→ PROBLEMS TO WORK ON:
1. From the yoga passage, write out the text between "The temptation to" and "you your habits.", inclusive.
2. Answer these questions from the yoga passage:
(a) Besides the arms and chest, where do arm balances require strength?
(b) What does using habitual tension as a substitute for strength cut off?
(c) In which places does an outward "show" of strength involve tension?
3. Translate this sentence from the yoga passage into Spanish: "An outward “show” of strength will give you a very different experience from connecting to the strength that comes from the quiet centre of your being."

The temptation to use physical strength as a substitute for its subtler forms can present itself in any yoga pose which requires muscular engagement. Arm balances like this, for example, require strength not only in the arms and chest, but also in the back muscles, the core, and the thighs. When it comes to discerning between deliberate engagement and habitual tension, these poses can begin to show you your habits.
Whether in a yoga pose or in life, using habitual tension as a substitute for strength merely cuts off the flow of energy through your system and creates more stress. An outward “show” of strength will give you a very different experience from connecting to the strength that comes from the quiet centre of your being. The former involves unnecessary strain as well as tension in places like the throat and the jaw. The latter entails only the effort that the task requires; nothing more, nothing less.

→ INFORMATION SUPPLIED:
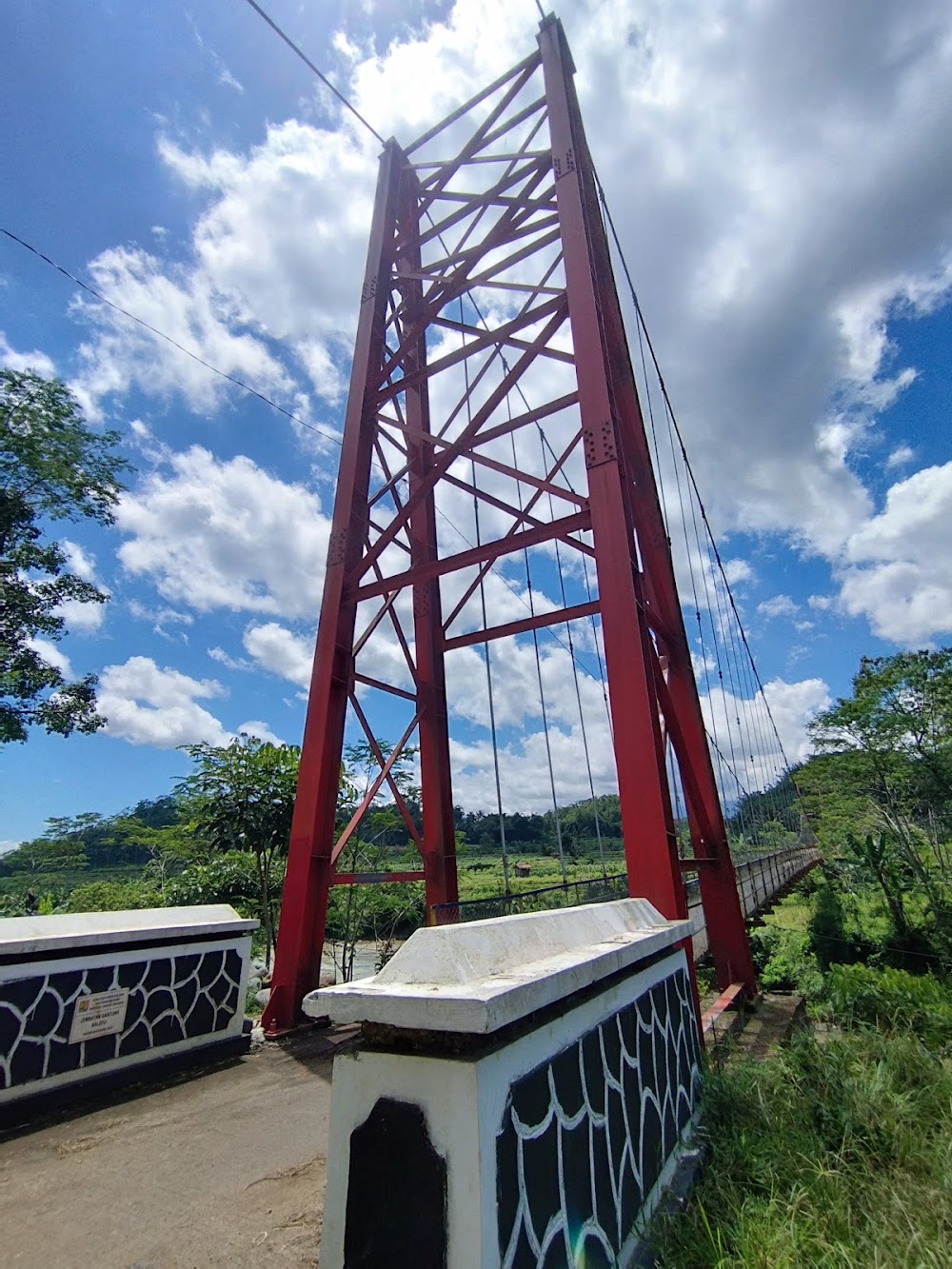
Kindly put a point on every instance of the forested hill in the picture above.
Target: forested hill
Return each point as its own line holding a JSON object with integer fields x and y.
{"x": 91, "y": 841}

→ SOLUTIONS BELOW:
1.
The temptation to use physical strength as a substitute for its subtler forms can present itself in any yoga pose which requires muscular engagement. Arm balances like this, for example, require strength not only in the arms and chest, but also in the back muscles, the core, and the thighs. When it comes to discerning between deliberate engagement and habitual tension, these poses can begin to show you your habits.

2.
(a) In the back muscles, the core, and the thighs.
(b) The flow of energy through your system.
(c) In places like the throat and the jaw.

3. Una «demostración» externa de fuerza te dará una experiencia muy diferente de la de conectar con la fuerza que surge del centro tranquilo de tu ser.